Segment Start: SOURCE INFORMATION

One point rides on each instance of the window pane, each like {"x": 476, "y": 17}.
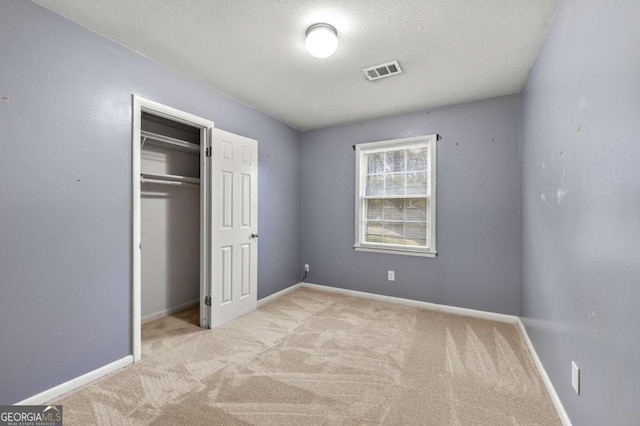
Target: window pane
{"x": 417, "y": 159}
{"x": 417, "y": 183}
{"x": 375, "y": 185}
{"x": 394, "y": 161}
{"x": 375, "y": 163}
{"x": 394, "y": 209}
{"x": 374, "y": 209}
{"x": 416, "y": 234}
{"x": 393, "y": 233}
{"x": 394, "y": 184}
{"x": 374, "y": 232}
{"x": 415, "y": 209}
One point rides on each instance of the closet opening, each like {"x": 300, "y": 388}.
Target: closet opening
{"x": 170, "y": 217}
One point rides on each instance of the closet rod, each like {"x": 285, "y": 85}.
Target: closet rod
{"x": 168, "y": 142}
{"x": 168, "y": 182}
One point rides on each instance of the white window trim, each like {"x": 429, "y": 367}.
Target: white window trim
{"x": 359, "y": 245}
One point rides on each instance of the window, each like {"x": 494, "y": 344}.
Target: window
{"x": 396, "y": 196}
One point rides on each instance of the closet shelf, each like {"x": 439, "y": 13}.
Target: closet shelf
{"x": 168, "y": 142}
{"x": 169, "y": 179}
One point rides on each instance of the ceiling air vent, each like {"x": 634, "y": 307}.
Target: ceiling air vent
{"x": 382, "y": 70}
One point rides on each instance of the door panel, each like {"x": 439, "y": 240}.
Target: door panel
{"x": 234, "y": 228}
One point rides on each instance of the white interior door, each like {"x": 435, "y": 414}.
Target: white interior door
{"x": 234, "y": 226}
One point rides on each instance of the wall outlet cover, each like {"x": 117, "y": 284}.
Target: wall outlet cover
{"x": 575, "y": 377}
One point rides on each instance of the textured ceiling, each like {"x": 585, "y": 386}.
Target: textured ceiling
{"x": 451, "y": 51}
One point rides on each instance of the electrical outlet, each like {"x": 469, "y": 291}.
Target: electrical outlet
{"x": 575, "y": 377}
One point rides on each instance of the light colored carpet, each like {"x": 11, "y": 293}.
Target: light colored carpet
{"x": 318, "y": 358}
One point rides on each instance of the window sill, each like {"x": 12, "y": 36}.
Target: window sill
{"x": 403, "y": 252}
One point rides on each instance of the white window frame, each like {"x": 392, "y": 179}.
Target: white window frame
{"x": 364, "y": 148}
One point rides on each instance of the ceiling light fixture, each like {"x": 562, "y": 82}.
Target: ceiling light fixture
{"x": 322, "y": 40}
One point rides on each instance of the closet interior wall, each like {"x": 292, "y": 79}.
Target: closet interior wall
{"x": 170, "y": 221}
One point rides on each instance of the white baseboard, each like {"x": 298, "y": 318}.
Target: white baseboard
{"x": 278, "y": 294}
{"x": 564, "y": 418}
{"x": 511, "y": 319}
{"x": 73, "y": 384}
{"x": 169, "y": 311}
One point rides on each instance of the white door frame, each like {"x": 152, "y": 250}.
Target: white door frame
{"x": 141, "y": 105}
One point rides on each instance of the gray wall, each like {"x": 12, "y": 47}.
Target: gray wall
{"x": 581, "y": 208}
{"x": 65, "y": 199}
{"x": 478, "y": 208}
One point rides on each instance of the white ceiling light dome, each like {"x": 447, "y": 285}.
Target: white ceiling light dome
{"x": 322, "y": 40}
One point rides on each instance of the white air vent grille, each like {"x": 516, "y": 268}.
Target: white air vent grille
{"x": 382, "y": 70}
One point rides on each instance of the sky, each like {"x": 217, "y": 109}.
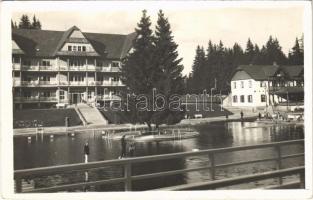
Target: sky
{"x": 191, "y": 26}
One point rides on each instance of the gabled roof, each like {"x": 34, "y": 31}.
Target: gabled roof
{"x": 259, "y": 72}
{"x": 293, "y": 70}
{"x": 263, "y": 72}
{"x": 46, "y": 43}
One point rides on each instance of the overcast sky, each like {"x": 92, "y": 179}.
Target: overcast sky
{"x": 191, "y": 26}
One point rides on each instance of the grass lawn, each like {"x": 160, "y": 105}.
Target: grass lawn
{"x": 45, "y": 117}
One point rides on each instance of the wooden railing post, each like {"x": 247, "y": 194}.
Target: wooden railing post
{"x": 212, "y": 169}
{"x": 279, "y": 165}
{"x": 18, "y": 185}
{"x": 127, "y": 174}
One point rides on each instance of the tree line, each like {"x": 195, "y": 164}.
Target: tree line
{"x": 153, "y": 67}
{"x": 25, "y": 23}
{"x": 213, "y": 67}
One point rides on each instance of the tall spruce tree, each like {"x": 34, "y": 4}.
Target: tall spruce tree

Segment End: SOURCE INFORMATION

Where a line of the records has the string "spruce", return that line.

*REPLY TO THE TASK*:
One point rides on each instance of the tall spruce tree, each like {"x": 34, "y": 4}.
Target: tall spruce tree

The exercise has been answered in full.